__ABOUT THIS TASK__: In the article on the iEEG-microdisplay for brain surgery, how many GaN light-emitting diodes make up each freestanding array?
**** DOCUMENT SEGMENT ****
06/21/2024

Revolutionary iEEG-Microdisplay Unveiled to Enhance Brain Surgery Success

By unist-2466 Views-No Comment

Abstract
Functional mapping during brain surgery is applied to define brain areas that control critical functions and cannot be removed. Currently, these procedures rely on verbal interactions between the neurosurgeon and electrophysiologist, which can be time-consuming. In addition, the electrode grids that are used to measure brain activity and to identify the boundaries of pathological versus functional brain regions have low resolution and limited conformity to the brain surface. Here, we present the development of an intracranial electroencephalogram (iEEG)–microdisplay that consists of freestanding arrays of 2048 GaN light-emitting diodes laminated on the back of micro-electrocorticography electrode grids. With a series of proof-of-concept experiments in rats and pigs, we demonstrate that these iEEG-microdisplays allowed us to perform real-time iEEG recordings and display cortical activities by spatially corresponding light patterns on the surface of the brain in the surgical field. Furthermore, iEEG-microdisplays allowed us to identify and display cortical landmarks and pathological activities from rat and pig models. Using a dual-color iEEG-microdisplay, we demonstrated coregistration of the functional cortical boundaries with one color and displayed the evolution of electrical potentials associated with epileptiform activity with another color. The iEEG-microdisplay holds promise to facilitate monitoring of pathological brain activity in clinical settings.
**** DATA EXTRACT ****
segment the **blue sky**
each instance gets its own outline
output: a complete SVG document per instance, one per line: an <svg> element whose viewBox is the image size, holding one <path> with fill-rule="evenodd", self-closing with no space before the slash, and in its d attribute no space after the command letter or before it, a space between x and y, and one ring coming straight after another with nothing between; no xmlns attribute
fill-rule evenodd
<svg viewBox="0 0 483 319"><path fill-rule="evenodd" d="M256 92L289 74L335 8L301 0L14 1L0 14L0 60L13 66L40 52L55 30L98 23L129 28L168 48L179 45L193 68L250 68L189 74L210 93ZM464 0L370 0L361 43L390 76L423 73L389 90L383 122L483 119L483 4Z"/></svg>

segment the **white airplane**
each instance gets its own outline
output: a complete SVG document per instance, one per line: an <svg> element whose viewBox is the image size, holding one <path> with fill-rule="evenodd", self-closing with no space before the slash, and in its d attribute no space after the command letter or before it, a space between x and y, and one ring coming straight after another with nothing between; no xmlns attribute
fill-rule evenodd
****
**** DATA EXTRACT ****
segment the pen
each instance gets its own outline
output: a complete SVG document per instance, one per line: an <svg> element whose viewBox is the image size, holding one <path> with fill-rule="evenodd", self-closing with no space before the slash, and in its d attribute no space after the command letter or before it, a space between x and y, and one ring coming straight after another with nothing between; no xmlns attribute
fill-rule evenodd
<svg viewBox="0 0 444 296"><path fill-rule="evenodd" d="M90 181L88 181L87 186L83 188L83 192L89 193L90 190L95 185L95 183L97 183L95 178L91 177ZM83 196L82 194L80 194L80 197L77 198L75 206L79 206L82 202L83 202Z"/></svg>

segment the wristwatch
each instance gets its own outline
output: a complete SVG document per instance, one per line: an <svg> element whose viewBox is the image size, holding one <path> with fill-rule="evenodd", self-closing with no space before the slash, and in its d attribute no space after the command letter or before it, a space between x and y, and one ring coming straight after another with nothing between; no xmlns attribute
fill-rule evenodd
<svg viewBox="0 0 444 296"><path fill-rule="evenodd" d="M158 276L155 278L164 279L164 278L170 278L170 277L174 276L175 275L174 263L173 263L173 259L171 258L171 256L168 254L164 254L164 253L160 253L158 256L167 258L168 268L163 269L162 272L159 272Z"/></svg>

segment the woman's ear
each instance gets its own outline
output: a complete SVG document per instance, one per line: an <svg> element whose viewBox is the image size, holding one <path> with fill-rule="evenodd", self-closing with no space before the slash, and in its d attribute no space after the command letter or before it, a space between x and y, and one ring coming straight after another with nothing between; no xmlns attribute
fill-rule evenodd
****
__ANSWER TO THE EXERCISE__: 2048